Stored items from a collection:
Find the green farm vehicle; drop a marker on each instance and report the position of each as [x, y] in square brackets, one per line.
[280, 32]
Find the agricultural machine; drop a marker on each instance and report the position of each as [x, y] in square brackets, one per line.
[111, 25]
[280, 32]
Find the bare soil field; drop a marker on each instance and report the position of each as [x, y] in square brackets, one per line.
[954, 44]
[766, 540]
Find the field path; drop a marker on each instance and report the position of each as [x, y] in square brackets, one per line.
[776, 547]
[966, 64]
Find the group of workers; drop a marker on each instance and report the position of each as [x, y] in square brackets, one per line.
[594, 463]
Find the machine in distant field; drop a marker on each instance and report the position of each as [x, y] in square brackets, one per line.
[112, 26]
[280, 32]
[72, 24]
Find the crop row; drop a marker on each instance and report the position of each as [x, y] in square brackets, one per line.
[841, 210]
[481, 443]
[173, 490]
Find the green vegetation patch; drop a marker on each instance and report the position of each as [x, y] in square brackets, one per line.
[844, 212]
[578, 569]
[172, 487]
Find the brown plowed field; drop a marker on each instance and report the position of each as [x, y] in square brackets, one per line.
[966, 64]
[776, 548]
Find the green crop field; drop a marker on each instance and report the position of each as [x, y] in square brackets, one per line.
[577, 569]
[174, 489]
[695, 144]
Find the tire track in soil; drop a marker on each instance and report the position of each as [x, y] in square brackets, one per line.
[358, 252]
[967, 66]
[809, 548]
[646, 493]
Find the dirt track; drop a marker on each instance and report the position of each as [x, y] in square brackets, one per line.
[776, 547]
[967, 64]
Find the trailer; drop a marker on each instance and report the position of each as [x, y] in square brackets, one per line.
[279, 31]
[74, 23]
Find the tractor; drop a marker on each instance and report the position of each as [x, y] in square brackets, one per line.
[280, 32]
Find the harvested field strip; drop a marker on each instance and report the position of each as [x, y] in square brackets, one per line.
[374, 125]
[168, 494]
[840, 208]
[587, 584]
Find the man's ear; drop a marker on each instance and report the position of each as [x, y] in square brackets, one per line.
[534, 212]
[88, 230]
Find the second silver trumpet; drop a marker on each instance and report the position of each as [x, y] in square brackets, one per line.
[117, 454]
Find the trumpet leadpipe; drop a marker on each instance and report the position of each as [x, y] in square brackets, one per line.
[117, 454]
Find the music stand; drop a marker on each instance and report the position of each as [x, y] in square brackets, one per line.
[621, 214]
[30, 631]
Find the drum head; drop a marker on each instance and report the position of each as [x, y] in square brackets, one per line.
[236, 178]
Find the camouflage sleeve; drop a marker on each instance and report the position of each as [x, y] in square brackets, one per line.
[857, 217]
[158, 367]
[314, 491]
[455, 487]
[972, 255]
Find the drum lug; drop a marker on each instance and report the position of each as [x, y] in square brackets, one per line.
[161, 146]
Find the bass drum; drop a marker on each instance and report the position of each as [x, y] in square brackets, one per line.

DIRECTION:
The records above must be repeated exactly, every one of them.

RESULT OF THE EXERCISE:
Find the green farm vehicle; drop a marker on each instance and report the position of each as [x, y] in square brackets, one per line.
[280, 32]
Find the agricultural machine; drop a marker on each instance and report the position of each as [x, y] in square brackets, one per line.
[111, 25]
[280, 32]
Find the bare soil field; drop a marker on each instance and report the position of each as [x, y] in square brackets, one per line.
[954, 44]
[766, 540]
Find the field path; drop a marker on each instance and report the position of each as [x, y] in square brackets, one per line.
[776, 547]
[966, 64]
Find the group of workers; drop a marker on each instance and report the position of each as [x, y] in square brackets, one per line.
[594, 463]
Find the machine in distant field; drop a marker on each instance and report the position of each as [x, y] in square brackets, one per line.
[112, 26]
[280, 32]
[72, 24]
Find the crop row; drop a marker on each instance and report the position of each as [x, y] in square brackets, one per line.
[841, 210]
[481, 443]
[173, 490]
Find the green vegetation patch; drop a marker on each instance and report the position of each as [x, y] in square brackets, one per line.
[844, 212]
[578, 569]
[172, 487]
Find the brown plowed field; drop a marker on each instance and report the position of each as [x, y] in square brackets, one per line.
[966, 64]
[776, 548]
Find the green crop field; drop a marker on each instance and report the position of each as [x, y] in square brackets, one per line.
[577, 569]
[174, 489]
[695, 144]
Find the tire track in soil; drop a marker on each instance and report the position of each as [x, y] in square brackets, one per line.
[358, 252]
[967, 66]
[809, 548]
[646, 493]
Find the dirt track; drop a marker on each instance and report the position of each as [x, y] in square brackets, one per line.
[776, 547]
[967, 64]
Find the trailer; drop a marker on each instance and report the position of each as [x, y] in square brackets, one per line.
[279, 31]
[74, 23]
Find the tractor; drop a marker on each instance and report the position of each as [x, y] in square brackets, one per line.
[280, 32]
Find the harvested field strip; drop a marker on each instance and report the position of each as [x, y] in square brackets, one per line.
[374, 125]
[168, 494]
[840, 208]
[587, 584]
Find the man's ear; drop a marker on each instance and report the position of each as [x, y] in square brackets, one per line.
[534, 212]
[88, 230]
Find the second silver trumpet; drop a marker on each instance and report the position of each as [x, y] in square brackets, one per line.
[117, 454]
Find the trumpet leadpipe; drop a marker on each instance and report the position of each as [x, y] in square brackets, one per line.
[117, 454]
Find the music stand; drop a marker on each instance and report the position of each as [x, y] in square brackets, one per line.
[621, 214]
[30, 631]
Find the drum head; drop a marker on each instance and report the position of each as [x, y] in square brackets, one per line.
[236, 178]
Find the camouflage sleeve; drop a marker on each instance and report the position of each as [x, y] in square brackets, one per line.
[857, 217]
[158, 367]
[314, 491]
[455, 487]
[972, 255]
Find the drum lug; drop a marker on each instance and report the position of each as [x, y] in square brackets, one per line.
[161, 146]
Find the bass drum; drop a marker on each instance and report the position of each as [x, y] in square brackets, one per line.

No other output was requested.